━━━━━ Provided passage ━━━━━

Wednesday, December 19, 2012

So Far

Firstly, I need to address what happened in Newtown, CT on Friday morning.  I won't dwell on it long.  I think we're all probably ODing on the news about it.  But it can't be ignored.

"The second deadliest school shooting in U.S. history" should not be a phrase in our lexicon.  Truthfully there's nothing I can say about it other than that it's events like this that are precisely why I didn't want to have children.  I don't know how you explain something like that to a child.  I don't know if it's right to bring a child into a world where this kind of thing is becoming more and more commonplace.  I don't know how you send your child off into the world knowing that something that horrific can happen.  Short of not letting my kid out of the house until it's 18, I don't know what I can do.  I feel helpless and awful.

━━━━━

### [Instructions for the task]
Quote every sentence in the Newtown passage that begins with "I don't know". The data after this point comes from a separate source unrelated to the Newtown passage.

━━━━━ Supplied information ━━━━━

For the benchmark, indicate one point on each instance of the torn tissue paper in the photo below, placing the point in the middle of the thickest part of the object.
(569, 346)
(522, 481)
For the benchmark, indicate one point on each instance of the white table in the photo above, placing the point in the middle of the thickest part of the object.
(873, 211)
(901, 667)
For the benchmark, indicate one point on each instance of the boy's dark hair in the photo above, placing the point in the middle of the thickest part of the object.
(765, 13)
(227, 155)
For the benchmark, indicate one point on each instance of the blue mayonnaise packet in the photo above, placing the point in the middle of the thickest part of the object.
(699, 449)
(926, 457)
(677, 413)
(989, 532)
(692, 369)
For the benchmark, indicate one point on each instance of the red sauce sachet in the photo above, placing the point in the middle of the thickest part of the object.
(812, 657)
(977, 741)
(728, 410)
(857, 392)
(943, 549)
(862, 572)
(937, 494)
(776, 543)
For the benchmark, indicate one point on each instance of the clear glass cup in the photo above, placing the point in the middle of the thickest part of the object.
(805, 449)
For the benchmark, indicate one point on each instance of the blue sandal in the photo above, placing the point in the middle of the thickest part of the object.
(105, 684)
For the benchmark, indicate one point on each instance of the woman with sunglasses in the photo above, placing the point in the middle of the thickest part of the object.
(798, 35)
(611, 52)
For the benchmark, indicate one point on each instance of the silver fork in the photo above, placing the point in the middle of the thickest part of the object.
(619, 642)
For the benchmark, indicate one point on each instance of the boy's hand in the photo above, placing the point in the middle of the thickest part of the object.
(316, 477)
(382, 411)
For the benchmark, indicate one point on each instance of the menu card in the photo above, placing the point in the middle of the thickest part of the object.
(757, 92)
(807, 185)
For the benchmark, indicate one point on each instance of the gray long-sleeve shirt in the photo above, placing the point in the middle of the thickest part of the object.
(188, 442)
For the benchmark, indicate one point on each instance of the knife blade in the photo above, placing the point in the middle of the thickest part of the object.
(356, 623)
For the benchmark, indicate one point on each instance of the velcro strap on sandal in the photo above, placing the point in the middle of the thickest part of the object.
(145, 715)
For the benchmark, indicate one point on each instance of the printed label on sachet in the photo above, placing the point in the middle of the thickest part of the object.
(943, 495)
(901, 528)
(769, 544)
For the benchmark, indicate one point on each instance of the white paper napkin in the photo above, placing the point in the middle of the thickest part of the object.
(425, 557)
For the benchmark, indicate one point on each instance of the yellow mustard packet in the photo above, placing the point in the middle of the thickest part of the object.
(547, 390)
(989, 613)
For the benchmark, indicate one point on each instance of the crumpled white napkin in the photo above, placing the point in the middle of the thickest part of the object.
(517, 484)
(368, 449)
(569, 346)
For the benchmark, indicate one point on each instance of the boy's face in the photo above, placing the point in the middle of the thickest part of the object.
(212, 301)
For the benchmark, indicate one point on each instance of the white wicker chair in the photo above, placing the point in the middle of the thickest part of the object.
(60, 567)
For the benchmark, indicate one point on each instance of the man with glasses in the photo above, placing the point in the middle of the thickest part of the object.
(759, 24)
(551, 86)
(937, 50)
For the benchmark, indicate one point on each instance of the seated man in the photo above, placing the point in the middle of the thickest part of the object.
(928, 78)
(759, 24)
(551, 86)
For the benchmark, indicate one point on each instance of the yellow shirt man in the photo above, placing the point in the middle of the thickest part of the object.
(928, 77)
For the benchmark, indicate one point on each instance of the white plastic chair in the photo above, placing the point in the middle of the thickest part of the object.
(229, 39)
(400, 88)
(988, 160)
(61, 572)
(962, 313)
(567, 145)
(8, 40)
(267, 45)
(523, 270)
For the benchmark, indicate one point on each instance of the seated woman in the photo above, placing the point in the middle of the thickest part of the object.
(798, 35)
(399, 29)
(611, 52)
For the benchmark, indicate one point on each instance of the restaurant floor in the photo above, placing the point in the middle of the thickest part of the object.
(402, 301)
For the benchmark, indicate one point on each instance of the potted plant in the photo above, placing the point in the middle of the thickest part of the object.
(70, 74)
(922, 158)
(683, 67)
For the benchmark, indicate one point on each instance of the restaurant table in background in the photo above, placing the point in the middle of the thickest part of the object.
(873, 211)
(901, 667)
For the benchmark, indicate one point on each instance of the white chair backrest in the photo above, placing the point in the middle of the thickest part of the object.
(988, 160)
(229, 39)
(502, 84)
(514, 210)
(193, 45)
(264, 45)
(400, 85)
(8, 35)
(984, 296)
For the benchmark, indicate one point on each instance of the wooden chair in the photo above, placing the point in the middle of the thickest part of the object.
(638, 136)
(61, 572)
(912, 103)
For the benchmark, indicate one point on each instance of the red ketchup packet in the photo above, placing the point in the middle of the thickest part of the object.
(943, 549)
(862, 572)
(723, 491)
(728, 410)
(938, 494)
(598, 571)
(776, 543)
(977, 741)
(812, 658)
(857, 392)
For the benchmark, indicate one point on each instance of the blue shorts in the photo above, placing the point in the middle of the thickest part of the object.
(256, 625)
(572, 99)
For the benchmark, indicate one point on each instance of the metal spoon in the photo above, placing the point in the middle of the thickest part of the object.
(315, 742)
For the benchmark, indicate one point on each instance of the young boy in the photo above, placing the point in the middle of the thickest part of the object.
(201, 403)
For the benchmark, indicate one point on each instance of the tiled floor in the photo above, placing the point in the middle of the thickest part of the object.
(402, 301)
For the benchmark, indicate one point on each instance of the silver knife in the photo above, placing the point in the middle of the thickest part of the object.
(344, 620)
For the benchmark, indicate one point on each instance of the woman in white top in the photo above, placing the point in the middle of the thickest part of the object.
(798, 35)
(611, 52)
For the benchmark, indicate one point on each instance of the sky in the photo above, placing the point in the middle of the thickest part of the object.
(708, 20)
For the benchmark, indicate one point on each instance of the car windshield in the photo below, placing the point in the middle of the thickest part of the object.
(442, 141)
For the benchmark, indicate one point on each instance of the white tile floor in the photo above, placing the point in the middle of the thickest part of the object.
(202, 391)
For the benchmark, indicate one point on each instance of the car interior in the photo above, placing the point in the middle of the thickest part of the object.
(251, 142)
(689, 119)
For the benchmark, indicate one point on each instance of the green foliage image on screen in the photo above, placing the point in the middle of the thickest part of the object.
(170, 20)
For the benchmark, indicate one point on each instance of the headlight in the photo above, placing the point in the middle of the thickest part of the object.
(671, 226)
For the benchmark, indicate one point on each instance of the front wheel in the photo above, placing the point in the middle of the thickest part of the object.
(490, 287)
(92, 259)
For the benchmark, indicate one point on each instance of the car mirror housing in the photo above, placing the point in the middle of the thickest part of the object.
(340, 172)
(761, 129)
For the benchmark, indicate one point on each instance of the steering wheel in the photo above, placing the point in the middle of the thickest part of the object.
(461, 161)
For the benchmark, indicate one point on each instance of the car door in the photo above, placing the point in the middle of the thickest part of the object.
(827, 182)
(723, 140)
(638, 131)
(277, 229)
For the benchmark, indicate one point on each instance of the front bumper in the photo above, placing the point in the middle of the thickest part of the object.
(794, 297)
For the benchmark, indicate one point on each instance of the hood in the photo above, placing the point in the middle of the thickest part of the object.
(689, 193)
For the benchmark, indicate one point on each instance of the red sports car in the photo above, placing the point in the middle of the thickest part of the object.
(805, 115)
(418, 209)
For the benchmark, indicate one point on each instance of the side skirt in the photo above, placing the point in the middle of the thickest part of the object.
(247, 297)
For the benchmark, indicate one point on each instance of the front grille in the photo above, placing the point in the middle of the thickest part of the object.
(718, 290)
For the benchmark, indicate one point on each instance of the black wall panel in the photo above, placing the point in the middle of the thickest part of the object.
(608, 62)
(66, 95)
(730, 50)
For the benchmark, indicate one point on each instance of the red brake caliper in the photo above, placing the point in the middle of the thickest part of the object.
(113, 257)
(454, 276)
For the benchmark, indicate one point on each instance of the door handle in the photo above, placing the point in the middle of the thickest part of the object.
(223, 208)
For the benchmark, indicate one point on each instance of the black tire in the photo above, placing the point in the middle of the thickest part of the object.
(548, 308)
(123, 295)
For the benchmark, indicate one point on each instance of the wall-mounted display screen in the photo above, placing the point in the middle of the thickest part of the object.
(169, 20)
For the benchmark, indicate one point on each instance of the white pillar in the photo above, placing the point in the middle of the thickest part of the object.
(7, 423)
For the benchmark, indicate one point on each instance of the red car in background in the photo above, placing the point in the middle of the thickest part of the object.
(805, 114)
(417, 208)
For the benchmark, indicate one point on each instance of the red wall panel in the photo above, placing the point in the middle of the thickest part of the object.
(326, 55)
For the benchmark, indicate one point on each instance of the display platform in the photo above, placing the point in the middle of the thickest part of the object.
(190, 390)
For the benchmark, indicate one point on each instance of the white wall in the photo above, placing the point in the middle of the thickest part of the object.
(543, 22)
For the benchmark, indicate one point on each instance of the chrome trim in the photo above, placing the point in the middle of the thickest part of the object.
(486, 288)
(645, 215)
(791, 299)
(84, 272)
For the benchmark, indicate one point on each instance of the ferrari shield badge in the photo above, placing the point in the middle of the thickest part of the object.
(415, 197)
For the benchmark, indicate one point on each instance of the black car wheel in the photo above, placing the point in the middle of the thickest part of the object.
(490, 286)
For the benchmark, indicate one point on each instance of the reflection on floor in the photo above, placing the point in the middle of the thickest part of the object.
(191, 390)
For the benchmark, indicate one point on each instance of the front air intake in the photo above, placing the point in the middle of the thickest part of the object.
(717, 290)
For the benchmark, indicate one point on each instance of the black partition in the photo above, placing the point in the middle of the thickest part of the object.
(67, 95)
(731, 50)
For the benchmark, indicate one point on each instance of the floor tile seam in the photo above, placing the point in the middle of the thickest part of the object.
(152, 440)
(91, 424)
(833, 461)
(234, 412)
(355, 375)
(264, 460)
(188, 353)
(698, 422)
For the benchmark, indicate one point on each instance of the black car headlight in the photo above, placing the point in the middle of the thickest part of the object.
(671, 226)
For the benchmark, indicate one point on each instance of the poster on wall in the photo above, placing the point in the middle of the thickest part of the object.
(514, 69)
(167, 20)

━━━━━

### [Result for this task]
1. "I don't know how you explain something like that to a child."
2. "I don't know if it's right to bring a child into a world where this kind of thing is becoming more and more commonplace."
3. "I don't know how you send your child off into the world knowing that something that horrific can happen."